What the task requires - Rewrite every line of the entries below as a numbered list, skipping any blank lines and leaving the pictures out.

Given records -
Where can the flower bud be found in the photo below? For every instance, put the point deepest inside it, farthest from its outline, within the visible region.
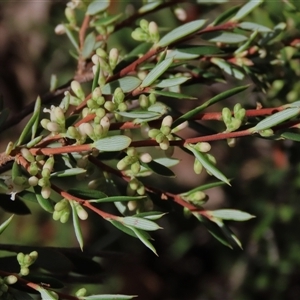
(113, 57)
(27, 155)
(77, 89)
(167, 121)
(60, 29)
(145, 157)
(46, 192)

The answer -
1. Where can the flower bud be found in the photo below? For every instance, put the point deepest inside it, farthest from its outline, within the visible region.
2. (113, 57)
3. (27, 155)
4. (77, 89)
5. (167, 121)
6. (60, 29)
7. (145, 157)
8. (46, 192)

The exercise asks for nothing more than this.